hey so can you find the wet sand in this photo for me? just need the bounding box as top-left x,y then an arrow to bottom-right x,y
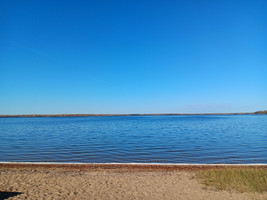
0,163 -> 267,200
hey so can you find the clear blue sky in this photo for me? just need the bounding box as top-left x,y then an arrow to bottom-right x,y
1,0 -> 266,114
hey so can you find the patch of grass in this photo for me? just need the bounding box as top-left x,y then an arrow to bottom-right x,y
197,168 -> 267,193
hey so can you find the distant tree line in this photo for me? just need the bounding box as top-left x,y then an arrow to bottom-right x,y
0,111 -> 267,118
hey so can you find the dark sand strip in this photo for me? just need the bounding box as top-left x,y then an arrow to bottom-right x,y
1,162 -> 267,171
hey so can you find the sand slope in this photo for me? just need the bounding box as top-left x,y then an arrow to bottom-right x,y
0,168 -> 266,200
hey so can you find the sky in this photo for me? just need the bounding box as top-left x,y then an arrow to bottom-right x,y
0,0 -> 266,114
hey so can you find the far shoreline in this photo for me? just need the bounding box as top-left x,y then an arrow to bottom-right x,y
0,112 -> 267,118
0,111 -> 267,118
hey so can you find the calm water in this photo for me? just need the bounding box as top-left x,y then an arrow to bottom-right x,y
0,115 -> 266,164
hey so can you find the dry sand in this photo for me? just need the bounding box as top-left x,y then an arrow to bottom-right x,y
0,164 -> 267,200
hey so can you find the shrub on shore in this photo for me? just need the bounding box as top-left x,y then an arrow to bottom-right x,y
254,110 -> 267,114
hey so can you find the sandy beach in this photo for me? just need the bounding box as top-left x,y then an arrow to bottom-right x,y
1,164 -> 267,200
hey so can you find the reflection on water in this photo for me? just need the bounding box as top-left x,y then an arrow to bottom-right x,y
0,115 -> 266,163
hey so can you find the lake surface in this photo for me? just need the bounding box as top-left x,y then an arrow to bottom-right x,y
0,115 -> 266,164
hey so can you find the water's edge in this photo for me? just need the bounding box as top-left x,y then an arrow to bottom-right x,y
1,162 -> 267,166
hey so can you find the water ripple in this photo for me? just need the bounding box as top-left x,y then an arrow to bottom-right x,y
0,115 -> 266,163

——

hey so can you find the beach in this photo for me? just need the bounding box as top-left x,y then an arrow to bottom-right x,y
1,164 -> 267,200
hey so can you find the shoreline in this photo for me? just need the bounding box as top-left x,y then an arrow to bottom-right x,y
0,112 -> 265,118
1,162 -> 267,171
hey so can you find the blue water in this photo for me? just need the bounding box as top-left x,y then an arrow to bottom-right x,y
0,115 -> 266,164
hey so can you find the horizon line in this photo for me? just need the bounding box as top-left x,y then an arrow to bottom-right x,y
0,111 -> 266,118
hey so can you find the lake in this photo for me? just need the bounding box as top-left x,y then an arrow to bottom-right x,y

——

EXERCISE INSTRUCTIONS.
Keeping every character as it is, restate the lines above that run from the line with "hey so can you find the beach" through the line with "hey so can you find the lake in", both included, and nothing else.

ANSWER TO THIS EXERCISE.
hey so can you find the beach in this photo for me? just need the bounding box as top-left x,y then an arrow to bottom-right x,y
1,164 -> 267,200
hey so can you find the shoreline in this photo for me? just need the bounding box as top-left x,y then an arrow to bottom-right x,y
0,112 -> 265,118
1,162 -> 267,171
hey so can you find the blue water in this photo for me? just need the bounding box as top-left x,y then an arrow to bottom-right x,y
0,115 -> 266,164
hey so can you find the horizon line in this photo for me? just need the bounding box as top-left x,y then an arrow to bottom-right x,y
0,111 -> 266,118
hey so can you find the lake in this photo for me? just need the bounding box as top-left x,y then an arrow to bottom-right x,y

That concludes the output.